◆ **GIVEN PASSAGE**:
Although unchanged at its core, the Festival has shifted its focus especially on two communities suffering economically from the pandemic: local artists and small businesses. On May 15, over 300 New Haveners bought a toolkit from Modern Apizza as part of Keybank Food Events. Over Zoom, participants prepared the restaurant’s staple meals and cocktails. “It was like a rowdy bar,” Griggs recalled. 45 minutes after the event had officially finished, 50 people were still present, mulling in the convivial atmosphere. With the Arts on Call program, residents can book socially distanced performances from local artists. The money for each performance goes straight into the artists’ pocket. Innovations are also evident elsewhere. Kids can build models of the New Haven they want to see in Minecraft, rather than on the Green. Theatre collective, Compagnia de’ Colombari, have transformed their adaptation of a Walt Whitman poem, “More or Less I Am,” into a Zoom performance. 

As with everything in the time of corona, disruption has not been felt equally. Neighborhood festivals in Dixwell and the Hill are usually a major component of Staton’s community engagement efforts; her team provides resources and guides planning for local organizers. These have been moved to next year. Although the New Haven Festival continues to be entirely free this year, internet and computer access is not a guarantee for low-income and elderly residents. To many, the arts have always felt remote, a realm for stories and audiences that didn’t represent them. Rousseau, too, railed against a French theatre that flattered only the ruling classes’ tastes. In other years, Festival Ambassadors would buddy up with neighbors who might feel unwelcome at arts events and encourage them to attend with free tickets. That work is difficult in the digital sphere. Griggs conceded that this might not be the year in which the Festival claims new audiences in New Haven.

Without the unique physical quality of public gathering, programming must also compete with the colossal options of Internet content and even the weather. Sunny summer days don’t exactly encourage extensive screen-time. “I miss that,” Staton admits, recalling a spontaneous dance with the Festival’s high school and college fellows on the Green last year, a scene seemingly plucked from Rousseau’s dreams.

◆ **AIM OF THE EXERCISE**:
Copy everything from "Without the unique" down to "from Rousseau’s dreams." in the New Haven Festival passage, and swap "colossal" for "vast".

◆ **DATA EXCERPTS**:
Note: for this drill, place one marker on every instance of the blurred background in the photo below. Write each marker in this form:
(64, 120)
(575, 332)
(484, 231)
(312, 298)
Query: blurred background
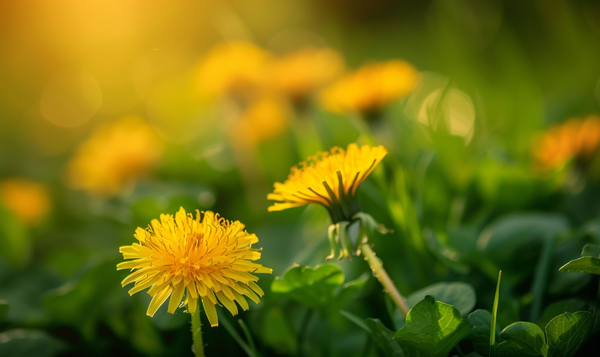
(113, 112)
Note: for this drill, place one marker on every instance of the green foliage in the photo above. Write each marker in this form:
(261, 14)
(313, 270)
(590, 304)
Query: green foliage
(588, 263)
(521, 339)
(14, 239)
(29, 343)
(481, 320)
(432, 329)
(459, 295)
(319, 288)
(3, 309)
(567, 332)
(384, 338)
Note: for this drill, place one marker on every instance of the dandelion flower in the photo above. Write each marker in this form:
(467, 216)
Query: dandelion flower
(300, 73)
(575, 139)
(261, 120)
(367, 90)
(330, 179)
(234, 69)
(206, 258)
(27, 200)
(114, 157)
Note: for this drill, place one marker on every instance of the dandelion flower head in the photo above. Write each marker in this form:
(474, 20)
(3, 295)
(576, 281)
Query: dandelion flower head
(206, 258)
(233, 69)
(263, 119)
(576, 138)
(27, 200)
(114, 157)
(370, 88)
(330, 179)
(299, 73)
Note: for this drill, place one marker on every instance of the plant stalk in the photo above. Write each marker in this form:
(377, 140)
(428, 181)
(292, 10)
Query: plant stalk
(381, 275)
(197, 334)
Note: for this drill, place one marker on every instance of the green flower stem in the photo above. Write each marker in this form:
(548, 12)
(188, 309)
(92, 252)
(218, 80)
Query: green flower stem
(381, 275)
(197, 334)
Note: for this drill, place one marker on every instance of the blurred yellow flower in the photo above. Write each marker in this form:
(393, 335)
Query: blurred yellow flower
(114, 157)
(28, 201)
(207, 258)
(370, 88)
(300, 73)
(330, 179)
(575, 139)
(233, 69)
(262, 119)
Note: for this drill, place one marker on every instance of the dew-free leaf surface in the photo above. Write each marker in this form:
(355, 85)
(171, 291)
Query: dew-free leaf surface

◆ **YOUR SOLUTION**:
Without the unique physical quality of public gathering, programming must also compete with the vast options of Internet content and even the weather. Sunny summer days don’t exactly encourage extensive screen-time. “I miss that,” Staton admits, recalling a spontaneous dance with the Festival’s high school and college fellows on the Green last year, a scene seemingly plucked from Rousseau’s dreams.